(Dataset entries)
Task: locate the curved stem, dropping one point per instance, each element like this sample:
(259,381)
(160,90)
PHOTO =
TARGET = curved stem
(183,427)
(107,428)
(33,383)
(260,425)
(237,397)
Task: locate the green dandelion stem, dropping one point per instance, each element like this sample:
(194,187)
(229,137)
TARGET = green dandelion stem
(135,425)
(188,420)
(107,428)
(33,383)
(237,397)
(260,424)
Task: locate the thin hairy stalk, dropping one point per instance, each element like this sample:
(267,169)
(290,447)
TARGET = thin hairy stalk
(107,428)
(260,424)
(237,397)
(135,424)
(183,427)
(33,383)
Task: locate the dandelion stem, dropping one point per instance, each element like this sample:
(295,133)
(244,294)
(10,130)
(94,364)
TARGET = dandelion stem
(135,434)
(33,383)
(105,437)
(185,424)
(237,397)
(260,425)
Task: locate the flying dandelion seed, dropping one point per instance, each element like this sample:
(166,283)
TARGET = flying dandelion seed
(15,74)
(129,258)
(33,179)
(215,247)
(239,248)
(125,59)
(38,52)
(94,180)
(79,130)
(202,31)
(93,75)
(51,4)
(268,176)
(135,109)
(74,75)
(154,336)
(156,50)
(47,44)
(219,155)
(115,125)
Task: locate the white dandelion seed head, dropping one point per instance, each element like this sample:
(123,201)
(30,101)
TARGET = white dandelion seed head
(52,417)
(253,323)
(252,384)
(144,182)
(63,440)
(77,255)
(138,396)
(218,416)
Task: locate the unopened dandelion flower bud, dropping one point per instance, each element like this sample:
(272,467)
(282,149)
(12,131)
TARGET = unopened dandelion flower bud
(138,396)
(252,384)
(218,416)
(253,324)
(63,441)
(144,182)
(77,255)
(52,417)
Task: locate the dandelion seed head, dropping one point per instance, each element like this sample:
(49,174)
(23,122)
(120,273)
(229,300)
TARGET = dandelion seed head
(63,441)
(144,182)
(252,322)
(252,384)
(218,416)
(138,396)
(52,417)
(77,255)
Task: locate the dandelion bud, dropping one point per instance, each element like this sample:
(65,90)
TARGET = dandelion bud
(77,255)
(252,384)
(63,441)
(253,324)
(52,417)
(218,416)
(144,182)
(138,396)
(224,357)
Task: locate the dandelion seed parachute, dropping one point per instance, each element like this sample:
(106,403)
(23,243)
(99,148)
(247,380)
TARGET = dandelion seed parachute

WHAT TO DO.
Copy out the records in full, matching every line character for character.

RESPONSE TO THE TASK.
Task: locate the curved stem, dropping one point per instance, each element like this sample:
(259,381)
(160,90)
PHOTO =
TARGET = curved stem
(183,427)
(107,428)
(33,383)
(260,425)
(237,397)
Task: locate the green dandelion stem, dropping one point per instance, each element like this sample:
(194,187)
(229,137)
TARGET = green dandelion stem
(135,425)
(188,420)
(107,428)
(33,383)
(237,397)
(260,424)
Task: locate the thin hairy stalk, dropping one point per instance, each element like this sample:
(267,169)
(290,447)
TARGET = thin hairy stalk
(107,428)
(260,424)
(237,397)
(135,424)
(183,427)
(33,383)
Task: locate the dandelion stem, dropping one point per instance, each element like this sample:
(295,133)
(244,294)
(10,130)
(94,364)
TARGET = dandelion stem
(135,434)
(33,383)
(105,437)
(185,424)
(237,397)
(260,425)
Task: locate the flying dandelion seed, dropping one point per instance, each element like this sample:
(166,283)
TARGET = flying dandelion seed
(15,74)
(129,258)
(33,179)
(215,247)
(239,248)
(125,59)
(38,52)
(94,180)
(79,130)
(202,31)
(93,75)
(51,4)
(268,176)
(135,109)
(74,75)
(154,336)
(156,50)
(47,44)
(219,155)
(115,125)
Task: locate the white dandelion seed head, dropping one point per instance, each element like this sample:
(123,201)
(30,101)
TARGET = white dandelion seed head
(52,417)
(253,323)
(252,384)
(144,182)
(63,440)
(77,255)
(138,396)
(218,416)
Task: locate the unopened dandelion flower bud, dropping one point per instance, each element like this sample:
(272,467)
(282,149)
(12,131)
TARGET = unopened dandelion flower bud
(138,396)
(252,384)
(218,416)
(253,324)
(63,441)
(144,182)
(77,255)
(52,417)
Task: locate the dandelion seed head, dropping one point per instance, each element like this sample:
(49,174)
(23,122)
(120,273)
(229,300)
TARGET = dandelion seed head
(63,441)
(144,182)
(252,322)
(252,384)
(218,416)
(138,396)
(52,417)
(77,255)
Task: locate the dandelion bud, dropping one point per instance, each element like this sample:
(65,90)
TARGET = dandelion bud
(77,255)
(252,384)
(63,441)
(253,324)
(52,417)
(218,416)
(144,182)
(138,396)
(224,357)
Task: locate the dandelion seed parachute, dropping one point per instance, each element like this sample:
(106,403)
(23,243)
(99,148)
(247,380)
TARGET = dandelion seed parachute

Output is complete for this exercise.